WORK REQUEST A:
In the extract on CICS dumps, what does SLIP stand for?
WORK REQUEST B:
In the CICS dumps extract, give the stretch from "You can also request" through "spaces is required." again, substituting "operator DUMP command" for "z/OS DUMP command" wherever it appears.

EXTRACT:
══════════
Conversely, it is possible to suppress dumps; for example, in cases where the solution to a problem is not yet ready to be applied, and in the meantime you do not wish to be impacted by dumps being written. You can suppress dumps for certain abend codes and messages using the CEMT SET commands described previously, but rather than specifying SYSDUMP and a MAX value, instead specify the NOSYSDUMP (or NOTRANDUMP) option.
You can also request a system dump from outside a CICS region by using the z/OS DUMP command. This command is useful should a CICS region become unresponsive. You can also use the z/OS DUMP command to issue dump requests to multiple z/OS address spaces, including multiple CICS regions, simultaneously. For further information, see the z/OS MVS System Commands manual.
Similar to using CEMT SET TRDUMPCODE or SYDUMPCODE commands to request that CICS writes a dump when a specified event occurs, you can request that z/OS take a SLIP (Serviceability Level Indication Processing) dump when a particular event occurs. The SLIP command is also described in the z/OS MVS System Commands manual.
It is also possible for a z/OS standalone dump to be captured if a serious problem has occurred and data from multiple address spaces is required.
══════════
INFORMATION SUPPLIED:
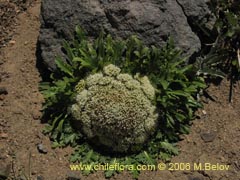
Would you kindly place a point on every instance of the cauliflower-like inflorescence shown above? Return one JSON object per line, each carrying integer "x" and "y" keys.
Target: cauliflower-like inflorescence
{"x": 115, "y": 110}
══════════
PROBLEM SOLUTION A:
Serviceability Level Indication Processing

PROBLEM SOLUTION B:
You can also request a system dump from outside a CICS region by using the operator DUMP command. This command is useful should a CICS region become unresponsive. You can also use the operator DUMP command to issue dump requests to multiple z/OS address spaces, including multiple CICS regions, simultaneously. For further information, see the z/OS MVS System Commands manual.
Similar to using CEMT SET TRDUMPCODE or SYDUMPCODE commands to request that CICS writes a dump when a specified event occurs, you can request that z/OS take a SLIP (Serviceability Level Indication Processing) dump when a particular event occurs. The SLIP command is also described in the z/OS MVS System Commands manual.
It is also possible for a z/OS standalone dump to be captured if a serious problem has occurred and data from multiple address spaces is required.